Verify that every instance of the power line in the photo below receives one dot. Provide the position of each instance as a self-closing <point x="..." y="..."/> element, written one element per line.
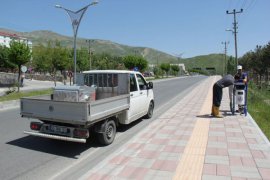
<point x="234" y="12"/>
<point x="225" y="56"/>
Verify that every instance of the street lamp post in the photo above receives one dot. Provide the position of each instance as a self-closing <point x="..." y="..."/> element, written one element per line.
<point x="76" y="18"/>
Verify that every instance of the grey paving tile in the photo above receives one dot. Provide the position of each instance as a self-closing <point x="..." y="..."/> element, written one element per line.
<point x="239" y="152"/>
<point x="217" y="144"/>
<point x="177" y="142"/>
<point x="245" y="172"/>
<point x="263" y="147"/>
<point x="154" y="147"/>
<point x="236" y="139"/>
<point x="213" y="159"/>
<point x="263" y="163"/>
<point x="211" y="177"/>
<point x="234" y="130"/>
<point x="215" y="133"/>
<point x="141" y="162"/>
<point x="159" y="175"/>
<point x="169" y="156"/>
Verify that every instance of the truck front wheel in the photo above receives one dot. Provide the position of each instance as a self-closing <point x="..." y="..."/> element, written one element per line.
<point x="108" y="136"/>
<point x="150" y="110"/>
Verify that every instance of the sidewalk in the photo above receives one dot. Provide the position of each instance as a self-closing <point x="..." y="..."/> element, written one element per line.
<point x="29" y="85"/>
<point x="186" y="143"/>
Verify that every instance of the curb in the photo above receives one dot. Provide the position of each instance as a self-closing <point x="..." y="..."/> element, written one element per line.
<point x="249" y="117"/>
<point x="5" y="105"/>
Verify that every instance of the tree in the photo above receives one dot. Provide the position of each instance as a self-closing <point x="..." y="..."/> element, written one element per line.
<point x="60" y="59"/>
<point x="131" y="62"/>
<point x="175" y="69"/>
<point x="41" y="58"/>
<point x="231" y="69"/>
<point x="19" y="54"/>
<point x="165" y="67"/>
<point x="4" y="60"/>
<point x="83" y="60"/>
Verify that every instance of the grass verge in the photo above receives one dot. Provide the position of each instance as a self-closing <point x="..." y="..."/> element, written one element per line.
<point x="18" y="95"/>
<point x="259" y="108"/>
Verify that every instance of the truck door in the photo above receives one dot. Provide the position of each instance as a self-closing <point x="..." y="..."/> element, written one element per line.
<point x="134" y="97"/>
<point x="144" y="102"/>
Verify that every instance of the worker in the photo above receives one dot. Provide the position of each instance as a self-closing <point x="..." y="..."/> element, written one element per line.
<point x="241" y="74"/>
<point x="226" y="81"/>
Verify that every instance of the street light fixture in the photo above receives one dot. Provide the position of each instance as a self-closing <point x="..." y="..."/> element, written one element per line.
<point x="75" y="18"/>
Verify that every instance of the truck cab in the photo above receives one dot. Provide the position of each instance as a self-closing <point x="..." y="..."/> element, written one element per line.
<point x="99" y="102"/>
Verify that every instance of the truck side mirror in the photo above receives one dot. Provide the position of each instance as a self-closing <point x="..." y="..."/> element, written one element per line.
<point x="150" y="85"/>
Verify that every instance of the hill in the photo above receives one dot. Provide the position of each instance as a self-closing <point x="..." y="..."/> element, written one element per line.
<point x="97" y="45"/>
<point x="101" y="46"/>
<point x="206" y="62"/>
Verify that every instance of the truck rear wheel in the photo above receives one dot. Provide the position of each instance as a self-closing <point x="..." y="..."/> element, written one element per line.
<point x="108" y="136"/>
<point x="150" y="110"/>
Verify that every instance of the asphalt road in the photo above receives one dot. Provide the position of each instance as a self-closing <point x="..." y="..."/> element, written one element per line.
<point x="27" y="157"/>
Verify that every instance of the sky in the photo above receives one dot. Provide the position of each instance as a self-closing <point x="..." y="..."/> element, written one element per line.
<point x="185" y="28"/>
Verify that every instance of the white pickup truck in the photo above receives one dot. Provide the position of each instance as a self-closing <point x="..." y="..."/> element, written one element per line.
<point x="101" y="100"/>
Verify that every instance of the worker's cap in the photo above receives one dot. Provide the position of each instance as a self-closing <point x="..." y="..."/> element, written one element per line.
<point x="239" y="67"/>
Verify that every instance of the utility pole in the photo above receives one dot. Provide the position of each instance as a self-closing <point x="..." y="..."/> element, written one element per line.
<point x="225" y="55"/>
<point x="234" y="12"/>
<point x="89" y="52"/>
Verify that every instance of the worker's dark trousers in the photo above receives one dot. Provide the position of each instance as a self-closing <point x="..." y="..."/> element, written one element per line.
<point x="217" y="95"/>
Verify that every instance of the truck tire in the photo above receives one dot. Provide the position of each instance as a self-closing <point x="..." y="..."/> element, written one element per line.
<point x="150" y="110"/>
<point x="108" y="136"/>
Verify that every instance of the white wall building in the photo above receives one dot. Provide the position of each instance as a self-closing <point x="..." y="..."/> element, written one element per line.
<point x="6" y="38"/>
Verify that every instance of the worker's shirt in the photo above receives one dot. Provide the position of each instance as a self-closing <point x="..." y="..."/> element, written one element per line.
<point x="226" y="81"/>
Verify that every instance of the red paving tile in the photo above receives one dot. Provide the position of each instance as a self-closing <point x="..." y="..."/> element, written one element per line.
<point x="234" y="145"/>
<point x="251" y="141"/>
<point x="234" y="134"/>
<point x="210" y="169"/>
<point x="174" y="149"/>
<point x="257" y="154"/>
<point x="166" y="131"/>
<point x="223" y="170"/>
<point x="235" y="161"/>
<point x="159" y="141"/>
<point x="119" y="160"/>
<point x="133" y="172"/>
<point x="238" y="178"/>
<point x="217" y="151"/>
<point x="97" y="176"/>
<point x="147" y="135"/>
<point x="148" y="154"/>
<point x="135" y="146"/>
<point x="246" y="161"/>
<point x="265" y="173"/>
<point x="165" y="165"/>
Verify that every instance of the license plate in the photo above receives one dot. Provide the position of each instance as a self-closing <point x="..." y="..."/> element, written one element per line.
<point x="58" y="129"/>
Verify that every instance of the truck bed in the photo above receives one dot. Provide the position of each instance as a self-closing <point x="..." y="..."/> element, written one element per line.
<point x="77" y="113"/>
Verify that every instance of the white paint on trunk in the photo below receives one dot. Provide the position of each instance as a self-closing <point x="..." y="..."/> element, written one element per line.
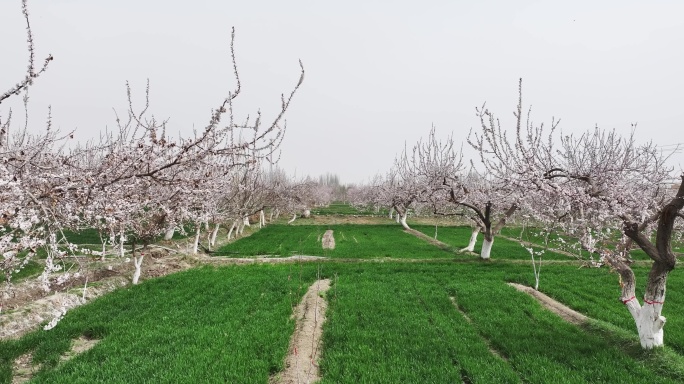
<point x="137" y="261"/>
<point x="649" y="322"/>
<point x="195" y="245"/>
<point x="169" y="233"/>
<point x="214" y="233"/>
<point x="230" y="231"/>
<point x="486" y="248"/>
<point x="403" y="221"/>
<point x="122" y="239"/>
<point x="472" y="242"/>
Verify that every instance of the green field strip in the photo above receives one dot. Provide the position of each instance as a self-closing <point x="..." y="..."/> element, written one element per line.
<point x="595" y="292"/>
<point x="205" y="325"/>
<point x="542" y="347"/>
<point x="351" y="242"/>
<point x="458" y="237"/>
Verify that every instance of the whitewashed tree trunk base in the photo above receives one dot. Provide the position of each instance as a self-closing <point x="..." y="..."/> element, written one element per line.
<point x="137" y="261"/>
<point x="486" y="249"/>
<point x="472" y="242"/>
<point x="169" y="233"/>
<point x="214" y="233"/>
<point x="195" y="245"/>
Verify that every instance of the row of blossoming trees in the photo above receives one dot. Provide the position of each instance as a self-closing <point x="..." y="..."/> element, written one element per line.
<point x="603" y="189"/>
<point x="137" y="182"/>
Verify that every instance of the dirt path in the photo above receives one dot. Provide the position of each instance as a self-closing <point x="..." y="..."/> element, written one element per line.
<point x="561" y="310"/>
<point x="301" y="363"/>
== == ==
-- Written problem --
Express the whole listing above as a two-column CSV with the header instruction,marked_points, giving one row for each instruction and the answer that follows it. Put each field in double quotes, turn line breaks within a field into spaces, and leave the pictures out.

-- Answer to this exercise --
instruction,marked_points
"Verify that every instance of the power line in the photo below receives one dot. Provide the position of each instance as a self-closing <point x=""..."" y=""...""/> element, written one element per line.","<point x=""234"" y=""12""/> <point x=""225"" y=""56""/>"
"Verify that every instance of the street lamp post in the photo above receives one dot. Provide the position of each instance as a self-closing <point x=""..."" y=""...""/> element, written one element per line.","<point x=""76"" y=""18""/>"
"Verify that every instance of the grey paving tile in the photo above receives one dot. Provide the position of each instance as a self-closing <point x=""..."" y=""...""/> element, written one element per line.","<point x=""239"" y=""152""/> <point x=""217"" y=""144""/> <point x=""177"" y=""142""/> <point x=""245"" y=""172""/> <point x=""263"" y=""147""/> <point x=""154"" y=""147""/> <point x=""236"" y=""139""/> <point x=""213"" y=""159""/> <point x=""263"" y=""163""/> <point x=""211"" y=""177""/> <point x=""234"" y=""130""/> <point x=""215"" y=""133""/> <point x=""141"" y=""162""/> <point x=""159"" y=""175""/> <point x=""169"" y=""156""/>"
"Verify that every instance of the truck front wheel in the photo above receives one dot. Provide the position of each instance as a self-closing <point x=""..."" y=""...""/> element, written one element per line.","<point x=""108"" y=""136""/> <point x=""150"" y=""110""/>"
"Verify that every instance of the sidewalk in the photo above receives one dot. Provide the position of each instance as a self-closing <point x=""..."" y=""...""/> element, written one element per line.","<point x=""29"" y=""85""/> <point x=""186"" y=""143""/>"
"Verify that every instance of the curb in the photo above receives one dot. Provide the position of each instance as a self-closing <point x=""..."" y=""...""/> element, written one element per line.","<point x=""249"" y=""117""/> <point x=""5"" y=""105""/>"
"Verify that every instance of the tree in the photo above receives one dot. Provide the position of each instance as a self-closing <point x=""..."" y=""...""/> element, written one element per line.","<point x=""60"" y=""59""/> <point x=""131"" y=""62""/> <point x=""175"" y=""69""/> <point x=""41"" y=""58""/> <point x=""231"" y=""69""/> <point x=""19"" y=""54""/> <point x=""165"" y=""67""/> <point x=""4"" y=""60""/> <point x=""83"" y=""60""/>"
"Verify that every instance of the grass verge in the photo above receives one dot. Provide the position of each instance as a self-closing <point x=""..."" y=""...""/> element, written one element per line.","<point x=""18"" y=""95""/> <point x=""259"" y=""108""/>"
"Verify that every instance of the truck door in the photo above receives one dot. Provide the position of each instance as a self-closing <point x=""..."" y=""...""/> element, written one element per line.","<point x=""134"" y=""97""/> <point x=""144"" y=""102""/>"
"Verify that every instance of the worker in the photo above receives one dot. Provide the position of each instance as a self-closing <point x=""..."" y=""...""/> element, written one element per line.","<point x=""241"" y=""74""/> <point x=""226"" y=""81""/>"
"Verify that every instance of the street light fixture in the photo above receives one dot. Provide the position of each instance as a self-closing <point x=""..."" y=""...""/> element, written one element per line.","<point x=""75"" y=""18""/>"
"Verify that every instance of the truck cab in the photo above receives one dot. Provide the position of each instance as a self-closing <point x=""..."" y=""...""/> element, written one element per line.","<point x=""99"" y=""102""/>"
"Verify that every instance of the truck side mirror in the photo above receives one dot. Provide the position of each instance as a self-closing <point x=""..."" y=""...""/> element, written one element per line.","<point x=""150"" y=""85""/>"
"Verify that every instance of the hill in the photo above receives one dot. Provide the position of each instance as a self-closing <point x=""..."" y=""...""/> element, written one element per line.","<point x=""97"" y=""45""/> <point x=""101"" y=""46""/> <point x=""206"" y=""62""/>"
"Verify that every instance of the truck rear wheel in the photo above receives one dot. Provide the position of each instance as a self-closing <point x=""..."" y=""...""/> element, written one element per line.","<point x=""108"" y=""136""/> <point x=""150"" y=""110""/>"
"Verify that every instance of the asphalt road in the photo above receives one dot. Provide the position of each instance as a self-closing <point x=""..."" y=""...""/> element, written one element per line.","<point x=""27"" y=""157""/>"
"Verify that every instance of the sky in the photo above receives one dot. Provide the position of each instance as a self-closing <point x=""..."" y=""...""/> element, written one element per line.","<point x=""185"" y=""28""/>"
"Verify that every instance of the white pickup truck in the photo above receives one dot. Provide the position of each instance as a self-closing <point x=""..."" y=""...""/> element, written one element per line.","<point x=""101"" y=""100""/>"
"Verify that every instance of the worker's cap in the photo above receives one dot. Provide the position of each instance as a self-closing <point x=""..."" y=""...""/> element, written one element per line.","<point x=""239"" y=""67""/>"
"Verify that every instance of the utility pole in the photo above receives one dot. Provide the position of each instance as a self-closing <point x=""..."" y=""...""/> element, written one element per line.","<point x=""225"" y=""55""/> <point x=""234"" y=""12""/> <point x=""89"" y=""52""/>"
"Verify that every instance of the worker's dark trousers in the photo above receives one dot. Provide the position of each instance as a self-closing <point x=""..."" y=""...""/> element, written one element per line.","<point x=""217"" y=""95""/>"
"Verify that every instance of the truck tire in the photo above receives one dot. Provide the position of each instance as a self-closing <point x=""..."" y=""...""/> element, written one element per line.","<point x=""150"" y=""110""/> <point x=""108"" y=""136""/>"
"Verify that every instance of the white wall building in the photo above receives one dot. Provide the position of each instance as a self-closing <point x=""..."" y=""...""/> element, written one element per line.","<point x=""6"" y=""38""/>"
"Verify that every instance of the worker's shirt in the photo above receives one dot. Provide the position of each instance as a self-closing <point x=""..."" y=""...""/> element, written one element per line.","<point x=""226"" y=""81""/>"
"Verify that every instance of the red paving tile in the photo above receives one dot. Provide the position of each instance as a self-closing <point x=""..."" y=""...""/> element, written one element per line.","<point x=""234"" y=""145""/> <point x=""251"" y=""141""/> <point x=""234"" y=""134""/> <point x=""210"" y=""169""/> <point x=""174"" y=""149""/> <point x=""257"" y=""154""/> <point x=""166"" y=""131""/> <point x=""223"" y=""170""/> <point x=""235"" y=""161""/> <point x=""159"" y=""141""/> <point x=""119"" y=""160""/> <point x=""133"" y=""172""/> <point x=""238"" y=""178""/> <point x=""217"" y=""151""/> <point x=""97"" y=""176""/> <point x=""147"" y=""135""/> <point x=""148"" y=""154""/> <point x=""135"" y=""146""/> <point x=""246"" y=""161""/> <point x=""265"" y=""173""/> <point x=""165"" y=""165""/>"
"Verify that every instance of the license plate in the photo above receives one dot. Provide the position of each instance as a self-closing <point x=""..."" y=""...""/> element, written one element per line.","<point x=""58"" y=""129""/>"
"Verify that every instance of the truck bed in the photo above receives one dot. Provide the position of each instance as a self-closing <point x=""..."" y=""...""/> element, written one element per line.","<point x=""77"" y=""113""/>"
"Verify that every instance of the white paint on trunk in the photo below receives one dot. Provide the position of each instance as a self-closing <point x=""..."" y=""...""/> element, written one element per line.","<point x=""137"" y=""261""/> <point x=""649"" y=""322""/> <point x=""195"" y=""245""/> <point x=""169"" y=""233""/> <point x=""214"" y=""233""/> <point x=""230"" y=""231""/> <point x=""486"" y=""248""/> <point x=""403"" y=""221""/> <point x=""122"" y=""239""/> <point x=""472"" y=""242""/>"
"Verify that every instance of the green field strip in the photo above receives one dot. Provide the position of each instance as a self-closing <point x=""..."" y=""...""/> element, written one element per line.","<point x=""595"" y=""292""/> <point x=""205"" y=""325""/> <point x=""542"" y=""347""/> <point x=""351"" y=""242""/> <point x=""458"" y=""237""/>"
"Verify that every instance of the whitewashed tree trunk base in the photo above receives one dot. Provide the position of each instance as a self-closing <point x=""..."" y=""...""/> element, written one element per line.","<point x=""137"" y=""261""/> <point x=""486"" y=""249""/> <point x=""472"" y=""242""/> <point x=""169"" y=""233""/> <point x=""214"" y=""233""/> <point x=""195"" y=""245""/>"
"Verify that every instance of the row of blossoming trees in the photo above receives one dot. Provide the position of each instance as a self-closing <point x=""..."" y=""...""/> element, written one element per line.","<point x=""603"" y=""189""/> <point x=""137"" y=""182""/>"
"Verify that every instance of the dirt path in the photo above receives one dot. Provide the position of each instance as a self-closing <point x=""..."" y=""...""/> element, written one element per line.","<point x=""561"" y=""310""/> <point x=""301"" y=""363""/>"